## What you have to do:
Express every line of the records below as a JSON list of strings, one string per line, with blank lines left out.

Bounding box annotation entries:

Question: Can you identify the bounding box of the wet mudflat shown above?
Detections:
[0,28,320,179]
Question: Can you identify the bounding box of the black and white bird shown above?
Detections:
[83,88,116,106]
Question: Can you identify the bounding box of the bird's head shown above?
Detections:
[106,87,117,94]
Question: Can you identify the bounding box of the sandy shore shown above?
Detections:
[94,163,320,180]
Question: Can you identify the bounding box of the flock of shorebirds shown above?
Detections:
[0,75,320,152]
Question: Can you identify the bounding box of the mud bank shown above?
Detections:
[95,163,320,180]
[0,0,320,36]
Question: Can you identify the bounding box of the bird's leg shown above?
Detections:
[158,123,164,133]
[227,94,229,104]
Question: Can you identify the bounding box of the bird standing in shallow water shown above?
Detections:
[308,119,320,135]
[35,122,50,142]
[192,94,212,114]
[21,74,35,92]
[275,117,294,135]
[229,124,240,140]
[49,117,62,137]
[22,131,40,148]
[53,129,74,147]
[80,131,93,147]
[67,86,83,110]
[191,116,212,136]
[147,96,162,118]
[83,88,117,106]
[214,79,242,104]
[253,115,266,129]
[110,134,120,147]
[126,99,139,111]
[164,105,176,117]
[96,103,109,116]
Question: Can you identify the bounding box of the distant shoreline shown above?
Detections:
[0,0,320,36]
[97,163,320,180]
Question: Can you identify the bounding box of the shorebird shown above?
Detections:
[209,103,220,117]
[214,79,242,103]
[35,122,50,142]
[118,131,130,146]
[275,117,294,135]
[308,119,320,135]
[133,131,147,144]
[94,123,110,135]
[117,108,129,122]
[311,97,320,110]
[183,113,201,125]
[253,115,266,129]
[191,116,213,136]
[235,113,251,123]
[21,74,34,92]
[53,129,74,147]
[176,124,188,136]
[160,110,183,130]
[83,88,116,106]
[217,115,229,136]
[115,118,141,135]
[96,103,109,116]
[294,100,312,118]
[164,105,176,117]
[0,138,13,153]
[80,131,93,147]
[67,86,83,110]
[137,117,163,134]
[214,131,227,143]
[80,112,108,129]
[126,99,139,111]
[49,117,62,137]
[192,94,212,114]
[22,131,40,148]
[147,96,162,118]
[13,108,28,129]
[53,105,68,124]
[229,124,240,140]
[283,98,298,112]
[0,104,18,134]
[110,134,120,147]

## Task solution:
[
  "Question: Can you identify the bounding box of the wet mudflat shown above?",
  "Detections:",
  "[0,28,320,179]",
  "Question: Can you identify the bounding box of the black and white bird shown above?",
  "Detections:",
  "[83,88,116,106]",
  "Question: Can you identify the bounding box of the bird's head shown above?",
  "Detections:",
  "[106,87,117,94]",
  "Question: Can you identify the bounding box of the sandy shore shown above?",
  "Detections:",
  "[94,163,320,180]",
  "Question: Can you identify the bounding box of the flock of shorebirds shown above?",
  "Detections:",
  "[0,75,320,152]",
  "Question: Can you identify the bounding box of the mud bank shown above?",
  "Detections:",
  "[95,163,320,180]",
  "[0,0,320,36]",
  "Question: Can you identify the bounding box of the bird's leg shown above?",
  "Detections:",
  "[158,123,164,133]",
  "[227,94,229,104]",
  "Question: Can you identify the bounding box of the bird standing in shallow water shown above?",
  "Detections:",
  "[308,119,320,135]",
  "[35,122,50,142]",
  "[192,94,212,114]",
  "[21,74,35,92]",
  "[275,117,294,135]",
  "[229,124,240,140]",
  "[49,117,62,137]",
  "[22,131,40,148]",
  "[53,129,74,147]",
  "[80,131,93,147]",
  "[67,86,83,110]",
  "[191,116,212,136]",
  "[147,96,162,118]",
  "[83,88,117,106]",
  "[214,79,242,104]",
  "[253,115,266,129]",
  "[110,134,120,147]",
  "[126,99,139,111]",
  "[164,105,176,117]",
  "[96,103,109,116]",
  "Question: Can you identify the bounding box of the distant shoreline shown above?",
  "Detections:",
  "[0,0,320,36]",
  "[97,163,320,180]",
  "Question: Can you identify the bounding box of the shorebird shown above?",
  "Detections:",
  "[209,103,220,117]",
  "[214,79,242,103]",
  "[35,122,50,142]",
  "[118,131,130,146]",
  "[275,117,294,135]",
  "[308,119,320,135]",
  "[133,131,147,144]",
  "[94,123,110,135]",
  "[117,108,129,122]",
  "[311,97,320,110]",
  "[183,113,201,125]",
  "[253,115,266,129]",
  "[191,116,213,136]",
  "[235,113,251,123]",
  "[21,74,34,92]",
  "[53,129,74,147]",
  "[176,124,188,136]",
  "[160,110,183,130]",
  "[83,88,116,106]",
  "[217,115,229,136]",
  "[115,118,141,135]",
  "[96,103,109,116]",
  "[294,100,312,118]",
  "[164,105,176,117]",
  "[0,138,13,153]",
  "[80,131,93,147]",
  "[67,86,83,110]",
  "[137,117,163,134]",
  "[214,131,227,143]",
  "[80,112,108,129]",
  "[126,99,139,111]",
  "[49,117,62,137]",
  "[192,94,212,114]",
  "[22,131,40,148]",
  "[147,96,162,118]",
  "[13,108,28,129]",
  "[53,105,68,124]",
  "[229,124,240,140]",
  "[283,98,298,112]",
  "[0,104,18,134]",
  "[110,134,120,147]"
]